STATED GOAL: Rewrite the entries that begin at the line containing "Detect concrete ledge in this photo." and stop after the line containing "237, 188, 326, 206", changing "perched bird" to "resting bird" and keeping everything else the same. Leave the pictures out of your answer.

INPUT:

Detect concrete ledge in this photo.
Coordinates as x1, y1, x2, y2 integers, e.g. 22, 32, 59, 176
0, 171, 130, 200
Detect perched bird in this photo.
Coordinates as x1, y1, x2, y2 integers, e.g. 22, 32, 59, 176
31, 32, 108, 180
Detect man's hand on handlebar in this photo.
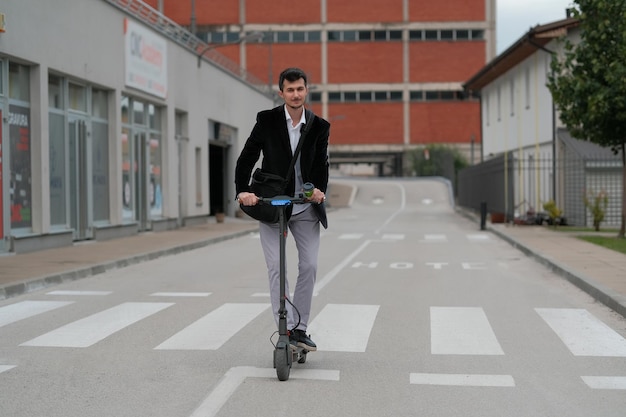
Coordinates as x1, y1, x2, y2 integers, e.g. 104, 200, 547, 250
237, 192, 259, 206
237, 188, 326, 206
==
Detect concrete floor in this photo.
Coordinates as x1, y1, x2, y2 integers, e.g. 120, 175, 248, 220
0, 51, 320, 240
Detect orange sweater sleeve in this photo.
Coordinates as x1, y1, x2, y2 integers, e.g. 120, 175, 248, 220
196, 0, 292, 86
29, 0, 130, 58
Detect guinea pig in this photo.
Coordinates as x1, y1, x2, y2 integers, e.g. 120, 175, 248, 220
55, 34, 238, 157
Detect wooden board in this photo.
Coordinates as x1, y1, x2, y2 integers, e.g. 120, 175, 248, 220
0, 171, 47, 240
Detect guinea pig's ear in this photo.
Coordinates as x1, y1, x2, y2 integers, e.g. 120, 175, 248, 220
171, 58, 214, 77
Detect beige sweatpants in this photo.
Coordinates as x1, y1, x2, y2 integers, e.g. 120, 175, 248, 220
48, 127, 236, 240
--
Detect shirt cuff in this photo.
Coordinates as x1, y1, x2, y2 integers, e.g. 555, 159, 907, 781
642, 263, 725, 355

RESULT:
Detect concrete ledge in this photo.
Coordinates as x1, y1, x2, y2 integers, e.g. 22, 32, 59, 176
0, 171, 130, 200
Detect resting bird in this photo.
Coordinates as x1, y1, x2, y2 integers, e.g. 22, 32, 59, 176
31, 32, 108, 180
Detect man's hand on handlebar in this photo.
Coordinates as x1, y1, x2, y2 integers, e.g. 104, 200, 547, 250
237, 192, 259, 206
237, 188, 326, 206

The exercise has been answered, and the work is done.